In 2011, works on the complete renovation and restoration of the cathedral began as decided by Mgr Matti Shaba Matoka, archbishop of Baghdad. On December 14, 2012, the cathedral was inaugurated in the presence of nearly all Eastern Christian patriarchs at the time. A memorial has been erected in an adjacent room, where pictures of the victims and sullied sacred objects can be seen, as well as memorial personal belongings of Fathers Thaier Abdullah and Wassim Sabieh. Today, the Cathedral remains one of the three active Syriac-Catholic Churches in Baghdad.

On February 10, 2018, the Syriac Catholics of Baghdad celebrated the World Day of the Sick. Mass was carried out by Mgr Yousif Abba, the Syriac-Catholic archbishop of Baghdad. The people at the celebration were blessed with the Holy Chrism including the people who were sick that day. At the end of the mass, a “queen of patience” of the cathedral was chosen to be a heavily physically and mentally disabled person named "Nour." On March 5, 2021, Pope Francis visited the cathedral during his visit to Iraq and was given a bouquet of flowers upon his arrival .
┄┄┄┄┄┄┄┄┄┄┄┄┄┄┄┄┄┄┄┄
■ Assignment 1
Render this sentence from the passage on the Baghdad cathedral into French: "Today, the Cathedral remains one of the three active Syriac-Catholic Churches in Baghdad."
■ Assignment 2
Carry on the passage about the Baghdad cathedral, picking up after its last sentence.
The material that comes next is drawn from a separate source.
┄┄┄┄┄┄┄┄┄┄┄┄┄┄┄┄┄┄┄┄
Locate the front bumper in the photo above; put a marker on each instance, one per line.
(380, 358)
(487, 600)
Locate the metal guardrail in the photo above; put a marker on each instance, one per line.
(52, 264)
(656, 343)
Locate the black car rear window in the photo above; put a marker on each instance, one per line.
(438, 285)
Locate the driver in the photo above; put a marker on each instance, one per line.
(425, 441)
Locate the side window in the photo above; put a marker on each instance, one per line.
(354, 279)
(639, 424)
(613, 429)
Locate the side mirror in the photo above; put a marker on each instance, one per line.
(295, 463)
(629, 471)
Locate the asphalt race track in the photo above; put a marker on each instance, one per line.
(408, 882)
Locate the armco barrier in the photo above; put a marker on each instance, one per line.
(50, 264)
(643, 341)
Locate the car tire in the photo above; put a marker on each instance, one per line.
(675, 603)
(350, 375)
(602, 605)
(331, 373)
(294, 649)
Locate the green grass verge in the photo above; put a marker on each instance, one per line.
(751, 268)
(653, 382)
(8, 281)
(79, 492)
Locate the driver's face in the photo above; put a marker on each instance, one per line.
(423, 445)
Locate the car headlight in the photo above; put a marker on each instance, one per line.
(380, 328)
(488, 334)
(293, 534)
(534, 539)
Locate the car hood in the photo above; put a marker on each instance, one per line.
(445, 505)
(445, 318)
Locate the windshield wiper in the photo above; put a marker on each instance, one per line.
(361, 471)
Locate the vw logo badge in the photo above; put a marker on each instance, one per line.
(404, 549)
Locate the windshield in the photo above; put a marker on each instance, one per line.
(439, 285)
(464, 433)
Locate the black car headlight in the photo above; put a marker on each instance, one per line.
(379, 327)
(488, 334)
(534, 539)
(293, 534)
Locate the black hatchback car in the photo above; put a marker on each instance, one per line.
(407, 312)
┄┄┄┄┄┄┄┄┄┄┄┄┄┄┄┄┄┄┄┄
■ Task answer 1
Aujourd'hui, la cathédrale demeure l'une des trois églises syro-catholiques actives de Bagdad.

■ Task answer 2
Despite this, the legacy of the 2010 massacre is still remembered by some. According to church statics, Christian presence in Iraq declined to its lowest level after the attack to less than 500,000. Some Christians, monasteries and churches also became targets during the external political conflicts the country saw in later years.

== Architecture and description ==
The Polish architect and designer Kafka intentionally designed the cathedral in the shape of a boat, with its large cross raised as a mast, supporting an arch-shaped sail. The obvious evangelical symbol is supposed to represent a boat carrying worshippers on board, just like Jesus on the boat with his disciples. Mgr Pios Cacha quoted “Our church is a boat sailing in the world’s sea." In the interior, wood paneling covers all the inside pillars and walls with a wooden band above the nave that includes the names of the victims carved on said wood. Above the altar are multicolored windows give the cathedral a natural lighting. On the arch above the altar in the church's choir, hangs a painting of the Virgin Mary with a baby Jesus, carrying her son on her heart; the painting was drawn by Chaldean priest Mikhael Oufi in Roma in 1904. The painting suffered no deterioration during the 2011 massacre. In the cupola, above the choir, is a mosaic picture made of earthenware tiles features the coronation of Mary. The mosaic work was made by an unnamed Muslim artist in 1994. Next to the cathedral is a graveyard that contains tombs of the cathedral's servants and clerics. As well as the tombs of Fathers Thaier Abdullah and Wassim Sabieh with their names embedded on a wall.